Raw data
☆ ☆ ☆ ☆ ☆

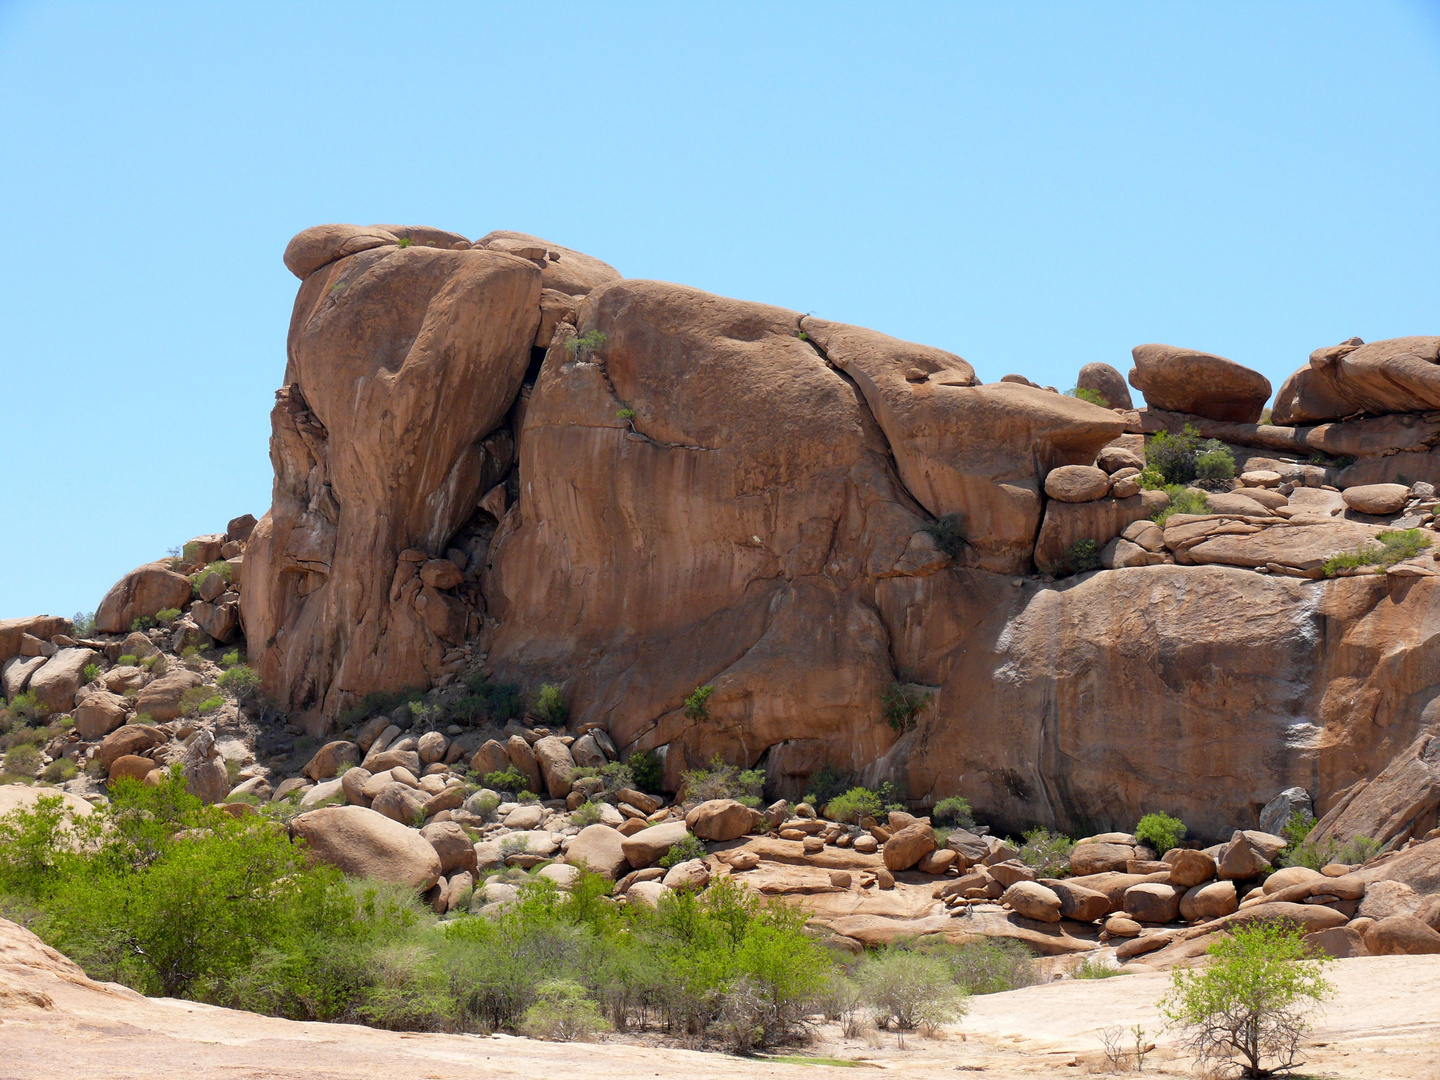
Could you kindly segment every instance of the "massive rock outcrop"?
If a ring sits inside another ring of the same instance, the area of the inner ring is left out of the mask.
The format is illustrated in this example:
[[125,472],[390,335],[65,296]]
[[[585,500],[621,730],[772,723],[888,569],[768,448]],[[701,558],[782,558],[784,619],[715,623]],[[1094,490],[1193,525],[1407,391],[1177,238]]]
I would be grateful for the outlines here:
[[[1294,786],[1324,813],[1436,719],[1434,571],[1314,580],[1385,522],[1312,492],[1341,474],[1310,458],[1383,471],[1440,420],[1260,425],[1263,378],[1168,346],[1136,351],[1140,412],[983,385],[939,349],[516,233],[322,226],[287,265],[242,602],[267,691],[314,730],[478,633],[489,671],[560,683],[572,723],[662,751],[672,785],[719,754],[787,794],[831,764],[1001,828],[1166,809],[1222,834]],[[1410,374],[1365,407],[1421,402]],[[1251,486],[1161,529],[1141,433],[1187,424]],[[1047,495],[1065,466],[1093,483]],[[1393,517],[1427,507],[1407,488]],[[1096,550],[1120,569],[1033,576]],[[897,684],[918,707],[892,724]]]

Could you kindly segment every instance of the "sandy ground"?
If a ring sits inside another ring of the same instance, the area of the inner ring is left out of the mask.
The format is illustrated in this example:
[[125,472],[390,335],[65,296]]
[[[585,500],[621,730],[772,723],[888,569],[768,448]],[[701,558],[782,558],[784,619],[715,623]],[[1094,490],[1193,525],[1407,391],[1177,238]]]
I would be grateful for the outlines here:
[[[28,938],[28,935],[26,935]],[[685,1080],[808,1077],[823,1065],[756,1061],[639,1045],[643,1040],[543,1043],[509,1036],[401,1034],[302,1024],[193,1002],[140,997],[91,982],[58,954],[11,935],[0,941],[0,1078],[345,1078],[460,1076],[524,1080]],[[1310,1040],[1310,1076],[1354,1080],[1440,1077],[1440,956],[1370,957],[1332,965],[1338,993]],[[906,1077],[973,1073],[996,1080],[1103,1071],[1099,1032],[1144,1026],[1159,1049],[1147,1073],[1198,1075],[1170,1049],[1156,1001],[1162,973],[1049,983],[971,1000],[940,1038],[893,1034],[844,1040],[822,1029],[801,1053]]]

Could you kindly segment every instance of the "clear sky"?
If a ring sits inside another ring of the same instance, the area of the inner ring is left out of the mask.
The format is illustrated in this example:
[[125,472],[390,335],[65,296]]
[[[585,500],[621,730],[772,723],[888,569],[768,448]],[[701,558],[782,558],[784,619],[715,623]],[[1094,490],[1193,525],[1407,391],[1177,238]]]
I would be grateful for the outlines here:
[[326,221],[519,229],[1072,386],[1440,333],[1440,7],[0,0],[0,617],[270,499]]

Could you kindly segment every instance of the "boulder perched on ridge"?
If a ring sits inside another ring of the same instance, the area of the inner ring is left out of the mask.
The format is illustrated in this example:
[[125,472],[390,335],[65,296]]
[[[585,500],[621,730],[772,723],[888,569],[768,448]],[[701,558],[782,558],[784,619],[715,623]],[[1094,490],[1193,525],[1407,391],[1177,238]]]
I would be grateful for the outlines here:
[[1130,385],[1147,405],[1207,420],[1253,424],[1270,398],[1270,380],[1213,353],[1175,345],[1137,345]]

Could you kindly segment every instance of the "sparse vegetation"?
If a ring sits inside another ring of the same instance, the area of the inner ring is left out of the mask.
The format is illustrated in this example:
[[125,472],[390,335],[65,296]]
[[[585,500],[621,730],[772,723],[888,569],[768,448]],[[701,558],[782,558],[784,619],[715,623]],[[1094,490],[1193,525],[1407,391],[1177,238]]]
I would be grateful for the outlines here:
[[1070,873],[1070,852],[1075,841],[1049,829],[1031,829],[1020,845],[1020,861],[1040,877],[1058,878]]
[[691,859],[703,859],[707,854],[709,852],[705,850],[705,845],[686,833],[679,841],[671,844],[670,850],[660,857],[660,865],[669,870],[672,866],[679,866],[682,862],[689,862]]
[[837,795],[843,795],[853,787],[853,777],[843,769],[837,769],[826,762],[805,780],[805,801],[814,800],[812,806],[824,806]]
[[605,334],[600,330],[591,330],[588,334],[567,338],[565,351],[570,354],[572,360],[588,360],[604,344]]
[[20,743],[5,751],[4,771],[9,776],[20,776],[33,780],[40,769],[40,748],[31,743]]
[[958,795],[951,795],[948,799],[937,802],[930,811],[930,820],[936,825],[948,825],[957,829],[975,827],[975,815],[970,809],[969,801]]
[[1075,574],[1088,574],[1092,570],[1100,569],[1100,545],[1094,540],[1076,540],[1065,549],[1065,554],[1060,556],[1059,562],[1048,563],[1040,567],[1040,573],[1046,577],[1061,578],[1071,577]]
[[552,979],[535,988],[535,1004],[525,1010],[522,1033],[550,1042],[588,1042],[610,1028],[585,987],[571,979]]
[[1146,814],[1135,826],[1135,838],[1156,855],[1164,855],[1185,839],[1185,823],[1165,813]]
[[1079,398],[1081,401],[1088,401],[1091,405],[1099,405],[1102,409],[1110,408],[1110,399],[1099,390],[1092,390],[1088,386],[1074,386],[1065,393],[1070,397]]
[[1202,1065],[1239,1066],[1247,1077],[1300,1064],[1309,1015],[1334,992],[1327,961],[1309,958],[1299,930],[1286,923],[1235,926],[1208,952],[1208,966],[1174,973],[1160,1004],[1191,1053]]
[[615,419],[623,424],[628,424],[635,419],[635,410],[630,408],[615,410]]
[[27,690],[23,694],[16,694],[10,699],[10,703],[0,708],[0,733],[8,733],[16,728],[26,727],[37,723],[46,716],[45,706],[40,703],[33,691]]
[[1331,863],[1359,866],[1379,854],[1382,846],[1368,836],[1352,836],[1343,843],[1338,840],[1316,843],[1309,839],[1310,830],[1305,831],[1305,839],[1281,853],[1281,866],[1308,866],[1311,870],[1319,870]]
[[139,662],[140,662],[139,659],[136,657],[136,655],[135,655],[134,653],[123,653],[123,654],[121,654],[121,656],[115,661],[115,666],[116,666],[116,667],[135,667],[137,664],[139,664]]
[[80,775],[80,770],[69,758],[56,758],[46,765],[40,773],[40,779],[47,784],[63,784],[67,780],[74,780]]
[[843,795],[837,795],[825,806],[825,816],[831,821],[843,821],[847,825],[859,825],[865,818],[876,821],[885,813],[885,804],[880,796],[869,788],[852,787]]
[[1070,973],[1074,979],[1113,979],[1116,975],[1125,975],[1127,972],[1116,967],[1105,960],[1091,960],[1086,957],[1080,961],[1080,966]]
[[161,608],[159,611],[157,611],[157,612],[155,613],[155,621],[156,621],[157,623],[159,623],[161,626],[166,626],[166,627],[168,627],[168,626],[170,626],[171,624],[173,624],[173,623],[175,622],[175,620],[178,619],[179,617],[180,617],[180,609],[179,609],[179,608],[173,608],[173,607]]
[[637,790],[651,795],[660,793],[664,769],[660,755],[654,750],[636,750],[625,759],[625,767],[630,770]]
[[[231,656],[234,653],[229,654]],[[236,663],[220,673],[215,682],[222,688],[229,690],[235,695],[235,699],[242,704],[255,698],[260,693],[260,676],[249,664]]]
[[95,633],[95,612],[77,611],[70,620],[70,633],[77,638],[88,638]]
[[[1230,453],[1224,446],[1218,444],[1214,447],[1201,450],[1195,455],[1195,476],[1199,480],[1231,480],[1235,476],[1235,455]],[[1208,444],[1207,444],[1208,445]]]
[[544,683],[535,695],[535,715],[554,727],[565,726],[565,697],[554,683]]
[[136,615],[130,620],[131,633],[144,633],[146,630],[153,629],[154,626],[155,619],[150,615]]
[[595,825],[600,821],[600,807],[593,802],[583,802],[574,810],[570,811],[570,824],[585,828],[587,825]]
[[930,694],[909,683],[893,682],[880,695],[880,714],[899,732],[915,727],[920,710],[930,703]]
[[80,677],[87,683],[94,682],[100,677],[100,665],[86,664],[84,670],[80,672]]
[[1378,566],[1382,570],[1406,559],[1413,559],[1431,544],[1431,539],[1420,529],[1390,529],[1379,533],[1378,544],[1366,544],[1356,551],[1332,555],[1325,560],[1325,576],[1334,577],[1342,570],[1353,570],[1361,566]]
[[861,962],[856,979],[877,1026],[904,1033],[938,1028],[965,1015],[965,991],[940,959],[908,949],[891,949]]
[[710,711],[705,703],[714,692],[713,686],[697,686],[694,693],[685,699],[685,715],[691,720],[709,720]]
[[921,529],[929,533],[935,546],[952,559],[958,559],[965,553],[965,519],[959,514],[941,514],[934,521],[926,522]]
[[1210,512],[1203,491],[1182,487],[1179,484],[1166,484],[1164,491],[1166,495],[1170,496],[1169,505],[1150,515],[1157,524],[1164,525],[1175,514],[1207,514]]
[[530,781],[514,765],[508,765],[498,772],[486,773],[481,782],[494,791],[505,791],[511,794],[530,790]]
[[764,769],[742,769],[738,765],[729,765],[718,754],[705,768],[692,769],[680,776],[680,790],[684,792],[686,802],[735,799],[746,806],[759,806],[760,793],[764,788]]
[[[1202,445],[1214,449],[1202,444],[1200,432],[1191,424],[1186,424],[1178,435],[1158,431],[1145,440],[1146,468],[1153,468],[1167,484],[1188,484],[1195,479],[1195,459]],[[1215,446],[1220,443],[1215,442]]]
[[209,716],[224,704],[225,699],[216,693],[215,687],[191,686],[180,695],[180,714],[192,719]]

☆ ☆ ☆ ☆ ☆

Exercise
A single number is required: how many lines in the material hold the word "Could".

Response to the task
5